** Given instruction **
Can you quote exactly the stretch of lines from the one with "Can you locate the white building" through the final line of the material, both ends included?

** Data to use **

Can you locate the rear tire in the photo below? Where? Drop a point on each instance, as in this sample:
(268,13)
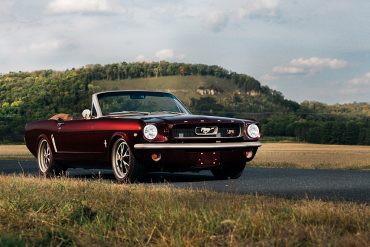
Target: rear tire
(125,167)
(232,171)
(48,167)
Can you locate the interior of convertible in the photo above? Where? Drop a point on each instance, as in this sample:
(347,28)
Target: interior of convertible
(64,116)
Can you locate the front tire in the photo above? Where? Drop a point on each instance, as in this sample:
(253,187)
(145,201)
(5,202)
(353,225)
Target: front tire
(231,171)
(125,167)
(48,167)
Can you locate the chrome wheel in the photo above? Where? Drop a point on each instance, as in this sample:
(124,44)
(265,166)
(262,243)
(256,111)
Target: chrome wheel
(121,159)
(44,156)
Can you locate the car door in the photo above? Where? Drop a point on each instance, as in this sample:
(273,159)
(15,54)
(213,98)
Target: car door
(77,139)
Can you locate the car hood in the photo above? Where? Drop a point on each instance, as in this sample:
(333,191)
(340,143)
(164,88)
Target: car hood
(189,119)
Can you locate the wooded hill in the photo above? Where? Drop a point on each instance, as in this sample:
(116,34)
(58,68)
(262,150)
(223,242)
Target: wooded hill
(28,96)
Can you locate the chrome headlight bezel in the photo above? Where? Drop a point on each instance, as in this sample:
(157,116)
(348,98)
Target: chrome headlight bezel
(150,132)
(253,131)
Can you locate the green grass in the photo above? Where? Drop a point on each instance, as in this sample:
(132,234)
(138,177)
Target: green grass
(68,212)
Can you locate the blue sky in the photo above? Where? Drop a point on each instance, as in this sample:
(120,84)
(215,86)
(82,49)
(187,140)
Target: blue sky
(307,49)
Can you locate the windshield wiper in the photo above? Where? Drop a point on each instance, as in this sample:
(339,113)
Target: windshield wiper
(165,112)
(129,113)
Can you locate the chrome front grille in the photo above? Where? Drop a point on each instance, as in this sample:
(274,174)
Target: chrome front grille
(224,131)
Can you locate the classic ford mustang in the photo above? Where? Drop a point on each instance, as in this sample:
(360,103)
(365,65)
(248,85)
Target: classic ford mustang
(135,132)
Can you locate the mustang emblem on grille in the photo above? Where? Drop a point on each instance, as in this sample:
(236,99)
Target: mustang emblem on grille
(206,130)
(230,132)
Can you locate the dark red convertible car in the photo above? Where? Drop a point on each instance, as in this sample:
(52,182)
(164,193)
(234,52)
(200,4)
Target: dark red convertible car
(135,132)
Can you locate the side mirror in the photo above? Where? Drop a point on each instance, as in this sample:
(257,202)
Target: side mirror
(86,114)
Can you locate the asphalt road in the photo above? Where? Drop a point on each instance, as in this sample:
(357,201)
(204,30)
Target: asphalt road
(335,185)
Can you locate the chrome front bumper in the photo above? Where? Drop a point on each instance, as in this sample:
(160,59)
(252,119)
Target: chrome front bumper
(214,145)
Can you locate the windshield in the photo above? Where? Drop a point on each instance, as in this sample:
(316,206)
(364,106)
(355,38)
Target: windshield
(139,103)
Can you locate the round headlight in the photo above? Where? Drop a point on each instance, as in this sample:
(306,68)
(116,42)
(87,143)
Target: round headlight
(150,131)
(253,131)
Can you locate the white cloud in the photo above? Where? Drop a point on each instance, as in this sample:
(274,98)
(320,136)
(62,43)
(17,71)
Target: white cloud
(262,7)
(319,63)
(217,20)
(140,58)
(309,65)
(44,46)
(168,54)
(362,80)
(73,6)
(165,54)
(287,70)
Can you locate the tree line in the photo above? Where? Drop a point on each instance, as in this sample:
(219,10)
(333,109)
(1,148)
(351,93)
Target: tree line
(30,96)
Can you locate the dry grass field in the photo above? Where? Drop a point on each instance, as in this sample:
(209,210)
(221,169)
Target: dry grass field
(312,156)
(74,212)
(298,155)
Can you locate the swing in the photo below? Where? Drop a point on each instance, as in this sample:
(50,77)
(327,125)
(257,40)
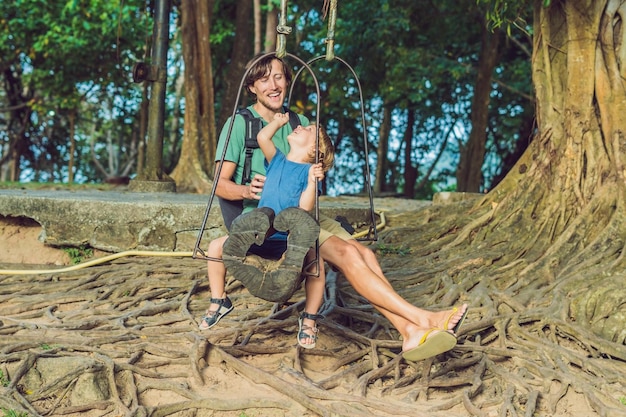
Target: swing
(278,280)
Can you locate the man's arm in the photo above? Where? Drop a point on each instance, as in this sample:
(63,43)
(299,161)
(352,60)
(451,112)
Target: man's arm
(266,134)
(227,189)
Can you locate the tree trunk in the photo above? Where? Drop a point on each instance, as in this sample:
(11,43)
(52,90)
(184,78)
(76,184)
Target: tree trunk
(469,172)
(257,26)
(199,137)
(271,21)
(564,201)
(410,171)
(70,165)
(383,148)
(241,54)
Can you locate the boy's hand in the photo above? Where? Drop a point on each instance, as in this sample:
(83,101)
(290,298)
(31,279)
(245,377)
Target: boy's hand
(316,171)
(281,119)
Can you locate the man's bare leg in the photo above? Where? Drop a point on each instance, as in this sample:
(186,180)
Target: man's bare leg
(314,287)
(361,268)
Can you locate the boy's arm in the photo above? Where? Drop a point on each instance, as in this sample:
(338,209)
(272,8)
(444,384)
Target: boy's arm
(266,134)
(307,199)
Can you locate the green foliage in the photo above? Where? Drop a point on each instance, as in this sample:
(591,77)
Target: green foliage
(4,380)
(78,255)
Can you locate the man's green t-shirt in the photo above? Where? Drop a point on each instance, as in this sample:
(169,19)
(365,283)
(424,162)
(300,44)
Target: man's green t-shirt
(235,152)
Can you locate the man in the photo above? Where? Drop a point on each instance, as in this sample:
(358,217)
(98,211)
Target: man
(424,333)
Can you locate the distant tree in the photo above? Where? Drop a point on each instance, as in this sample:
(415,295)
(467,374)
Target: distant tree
(45,47)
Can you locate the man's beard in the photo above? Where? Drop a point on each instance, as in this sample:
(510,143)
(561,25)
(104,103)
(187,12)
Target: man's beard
(271,105)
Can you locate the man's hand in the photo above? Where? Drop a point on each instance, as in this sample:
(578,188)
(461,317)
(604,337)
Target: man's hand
(255,188)
(316,171)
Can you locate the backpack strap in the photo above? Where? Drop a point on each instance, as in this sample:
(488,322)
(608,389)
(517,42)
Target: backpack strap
(253,127)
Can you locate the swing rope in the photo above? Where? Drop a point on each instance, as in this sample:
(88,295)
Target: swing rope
(329,9)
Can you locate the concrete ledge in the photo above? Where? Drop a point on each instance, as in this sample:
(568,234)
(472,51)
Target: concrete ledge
(115,221)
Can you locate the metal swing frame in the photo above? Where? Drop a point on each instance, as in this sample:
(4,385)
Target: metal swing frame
(284,30)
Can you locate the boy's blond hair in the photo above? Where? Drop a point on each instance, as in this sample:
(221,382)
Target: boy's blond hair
(326,150)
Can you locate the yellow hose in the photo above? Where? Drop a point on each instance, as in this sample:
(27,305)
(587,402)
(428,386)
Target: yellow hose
(139,253)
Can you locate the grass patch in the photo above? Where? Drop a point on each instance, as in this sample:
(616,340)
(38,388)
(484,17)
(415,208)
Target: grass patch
(78,255)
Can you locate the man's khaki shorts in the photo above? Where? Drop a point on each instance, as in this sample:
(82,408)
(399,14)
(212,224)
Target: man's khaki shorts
(330,227)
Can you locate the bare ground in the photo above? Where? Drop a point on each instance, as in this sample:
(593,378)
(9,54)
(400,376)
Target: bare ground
(138,316)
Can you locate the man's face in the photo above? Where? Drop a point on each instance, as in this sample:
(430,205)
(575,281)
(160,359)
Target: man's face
(270,90)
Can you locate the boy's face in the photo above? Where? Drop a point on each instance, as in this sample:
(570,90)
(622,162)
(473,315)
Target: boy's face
(303,137)
(270,90)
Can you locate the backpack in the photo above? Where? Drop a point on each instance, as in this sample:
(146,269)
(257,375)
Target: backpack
(231,209)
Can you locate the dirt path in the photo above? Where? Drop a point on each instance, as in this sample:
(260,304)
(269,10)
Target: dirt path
(136,319)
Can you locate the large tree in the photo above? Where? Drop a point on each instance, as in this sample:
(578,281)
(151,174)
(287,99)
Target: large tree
(199,140)
(541,258)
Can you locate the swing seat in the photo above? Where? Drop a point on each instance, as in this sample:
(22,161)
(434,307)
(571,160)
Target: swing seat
(273,280)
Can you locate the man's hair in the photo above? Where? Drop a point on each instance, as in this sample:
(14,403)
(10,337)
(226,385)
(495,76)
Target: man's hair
(326,150)
(261,69)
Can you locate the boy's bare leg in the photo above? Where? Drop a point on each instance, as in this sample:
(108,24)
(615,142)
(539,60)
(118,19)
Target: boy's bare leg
(314,287)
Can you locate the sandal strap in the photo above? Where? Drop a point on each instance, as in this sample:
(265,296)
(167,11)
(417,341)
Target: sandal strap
(220,301)
(305,315)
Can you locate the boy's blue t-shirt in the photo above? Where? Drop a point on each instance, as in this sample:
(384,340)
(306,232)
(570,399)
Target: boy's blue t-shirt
(285,183)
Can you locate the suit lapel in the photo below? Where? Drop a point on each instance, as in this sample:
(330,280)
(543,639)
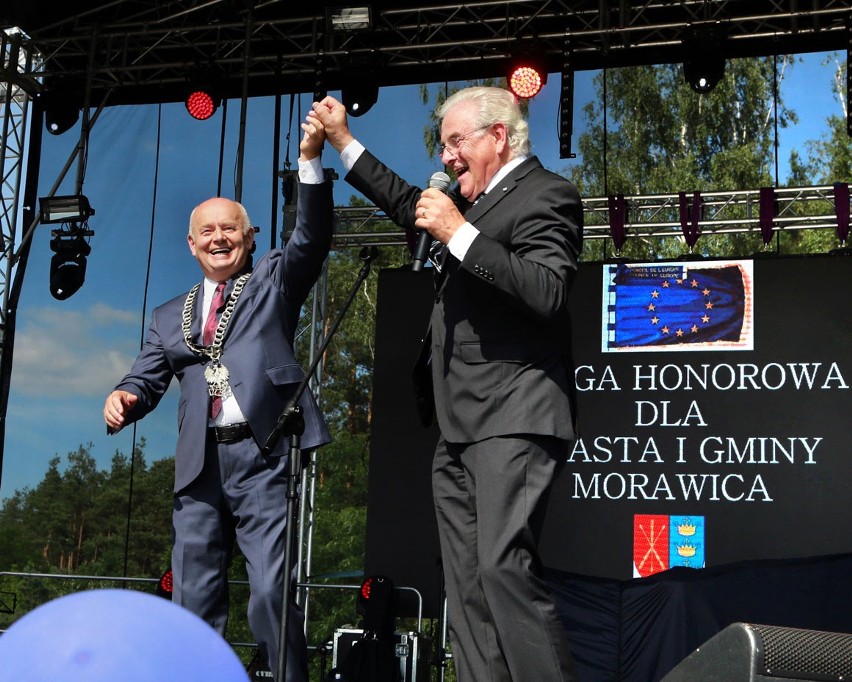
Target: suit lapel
(501,190)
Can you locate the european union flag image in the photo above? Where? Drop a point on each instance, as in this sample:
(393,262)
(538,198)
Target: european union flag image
(678,306)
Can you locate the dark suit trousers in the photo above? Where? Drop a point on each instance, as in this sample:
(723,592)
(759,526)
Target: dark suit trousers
(490,498)
(238,494)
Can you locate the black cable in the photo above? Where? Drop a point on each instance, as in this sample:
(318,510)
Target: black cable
(142,328)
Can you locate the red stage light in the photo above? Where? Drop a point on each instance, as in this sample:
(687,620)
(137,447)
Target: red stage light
(201,104)
(526,81)
(165,585)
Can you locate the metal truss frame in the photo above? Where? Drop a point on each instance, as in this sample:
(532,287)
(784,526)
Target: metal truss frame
(143,51)
(648,216)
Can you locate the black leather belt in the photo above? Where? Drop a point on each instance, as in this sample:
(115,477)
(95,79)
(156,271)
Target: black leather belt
(230,433)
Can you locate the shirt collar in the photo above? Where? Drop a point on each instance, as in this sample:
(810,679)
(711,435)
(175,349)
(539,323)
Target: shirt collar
(505,169)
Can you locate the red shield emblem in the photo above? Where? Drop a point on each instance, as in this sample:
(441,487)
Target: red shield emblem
(650,544)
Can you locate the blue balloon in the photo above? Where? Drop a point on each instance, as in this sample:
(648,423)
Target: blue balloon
(110,635)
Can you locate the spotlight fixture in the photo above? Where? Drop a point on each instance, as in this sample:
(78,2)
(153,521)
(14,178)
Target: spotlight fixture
(527,75)
(165,586)
(704,61)
(73,208)
(361,90)
(61,106)
(349,18)
(202,96)
(704,73)
(68,265)
(201,104)
(69,243)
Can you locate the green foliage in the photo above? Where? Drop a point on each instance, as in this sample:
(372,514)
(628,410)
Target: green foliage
(654,135)
(76,522)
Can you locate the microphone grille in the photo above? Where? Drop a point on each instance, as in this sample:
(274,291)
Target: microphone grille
(440,181)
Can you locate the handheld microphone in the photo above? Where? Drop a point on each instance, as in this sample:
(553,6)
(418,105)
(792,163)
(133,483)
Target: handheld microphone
(439,181)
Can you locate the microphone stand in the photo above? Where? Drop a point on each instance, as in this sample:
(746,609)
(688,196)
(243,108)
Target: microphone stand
(292,422)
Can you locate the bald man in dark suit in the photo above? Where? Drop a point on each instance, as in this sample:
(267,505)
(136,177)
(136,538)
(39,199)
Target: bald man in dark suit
(233,387)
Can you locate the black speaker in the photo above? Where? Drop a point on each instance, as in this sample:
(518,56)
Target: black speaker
(767,653)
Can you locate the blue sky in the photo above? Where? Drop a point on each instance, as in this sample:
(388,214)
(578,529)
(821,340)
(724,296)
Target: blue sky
(69,354)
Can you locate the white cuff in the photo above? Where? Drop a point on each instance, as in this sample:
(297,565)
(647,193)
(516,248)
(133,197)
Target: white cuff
(460,242)
(310,172)
(350,154)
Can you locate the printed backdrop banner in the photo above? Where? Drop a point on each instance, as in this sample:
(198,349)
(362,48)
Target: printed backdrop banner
(725,421)
(741,437)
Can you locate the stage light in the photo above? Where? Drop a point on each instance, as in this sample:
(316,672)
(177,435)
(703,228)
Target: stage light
(60,116)
(377,604)
(704,61)
(165,586)
(68,265)
(202,94)
(527,75)
(361,90)
(61,106)
(704,72)
(201,103)
(73,208)
(69,243)
(349,18)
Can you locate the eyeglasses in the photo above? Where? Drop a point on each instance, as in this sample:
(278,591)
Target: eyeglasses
(455,142)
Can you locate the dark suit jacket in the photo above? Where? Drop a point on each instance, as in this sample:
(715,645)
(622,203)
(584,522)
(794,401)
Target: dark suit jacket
(258,347)
(500,330)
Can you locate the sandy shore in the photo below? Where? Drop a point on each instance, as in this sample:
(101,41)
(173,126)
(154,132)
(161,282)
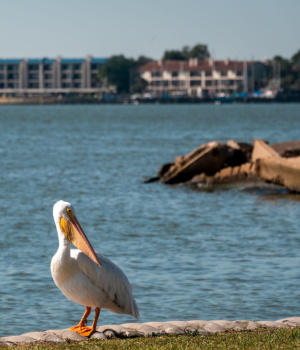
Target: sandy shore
(149,329)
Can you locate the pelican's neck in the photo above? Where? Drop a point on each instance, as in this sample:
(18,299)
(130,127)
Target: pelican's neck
(64,244)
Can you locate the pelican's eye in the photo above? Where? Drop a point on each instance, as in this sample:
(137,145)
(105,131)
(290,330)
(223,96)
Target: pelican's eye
(70,213)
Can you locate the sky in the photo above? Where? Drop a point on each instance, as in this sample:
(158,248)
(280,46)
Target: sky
(235,29)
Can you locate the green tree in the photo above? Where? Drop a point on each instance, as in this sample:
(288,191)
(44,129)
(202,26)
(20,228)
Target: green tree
(174,55)
(116,70)
(199,51)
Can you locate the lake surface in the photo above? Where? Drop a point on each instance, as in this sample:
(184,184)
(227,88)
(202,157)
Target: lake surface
(232,253)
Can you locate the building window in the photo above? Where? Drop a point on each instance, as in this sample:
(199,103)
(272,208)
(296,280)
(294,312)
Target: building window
(47,66)
(196,83)
(33,67)
(156,83)
(95,66)
(195,73)
(67,76)
(156,74)
(13,76)
(65,66)
(33,85)
(12,67)
(33,76)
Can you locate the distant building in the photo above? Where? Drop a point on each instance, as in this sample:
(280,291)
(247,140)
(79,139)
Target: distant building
(202,78)
(46,75)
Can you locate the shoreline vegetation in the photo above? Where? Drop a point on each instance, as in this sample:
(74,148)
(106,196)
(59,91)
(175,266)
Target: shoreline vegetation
(217,334)
(128,100)
(259,339)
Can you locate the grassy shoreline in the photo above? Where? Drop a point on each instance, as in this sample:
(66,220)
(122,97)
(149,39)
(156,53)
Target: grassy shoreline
(259,339)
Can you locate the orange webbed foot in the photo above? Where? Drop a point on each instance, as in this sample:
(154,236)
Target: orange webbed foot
(82,330)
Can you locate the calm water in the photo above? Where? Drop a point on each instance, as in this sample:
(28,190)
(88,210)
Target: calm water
(228,254)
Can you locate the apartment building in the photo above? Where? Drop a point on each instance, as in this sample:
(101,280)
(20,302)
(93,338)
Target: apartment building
(202,78)
(47,75)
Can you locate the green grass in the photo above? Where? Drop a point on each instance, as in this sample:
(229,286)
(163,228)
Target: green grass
(260,339)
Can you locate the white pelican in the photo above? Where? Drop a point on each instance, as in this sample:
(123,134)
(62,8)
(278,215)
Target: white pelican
(86,277)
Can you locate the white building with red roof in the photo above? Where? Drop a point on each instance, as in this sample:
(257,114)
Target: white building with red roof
(202,78)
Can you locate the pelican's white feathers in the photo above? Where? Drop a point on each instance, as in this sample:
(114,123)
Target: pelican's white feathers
(81,279)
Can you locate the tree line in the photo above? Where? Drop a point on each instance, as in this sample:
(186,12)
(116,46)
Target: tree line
(121,71)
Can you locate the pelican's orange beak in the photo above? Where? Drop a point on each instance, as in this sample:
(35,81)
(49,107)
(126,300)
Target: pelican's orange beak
(73,231)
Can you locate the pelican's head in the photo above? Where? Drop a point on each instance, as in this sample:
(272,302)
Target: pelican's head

** The answer **
Can you locate the white building with red roof in the photo above? Where? Drop a point on each instance, as in this sample:
(257,114)
Target: white building with red roof
(202,78)
Can you locate the pelican's white feathers in the photo above? Where? Drop a point on each instance, as in this sample:
(114,123)
Target: pelican's white feathers
(81,279)
Can you locate the tree line in the photo above? Where? Drop a point on each instance, as in this sample:
(186,12)
(116,46)
Target: tree line
(121,71)
Can you locate the pelican's orange beak in the photo above? Where? Drop a point on each instance, as in this sample:
(35,81)
(49,107)
(126,300)
Target: pelican's orange beak
(73,231)
Can you locate the pelican's head in the photo above? Where? Drop a point on each instance, as in this sample:
(272,302)
Target: pelican's head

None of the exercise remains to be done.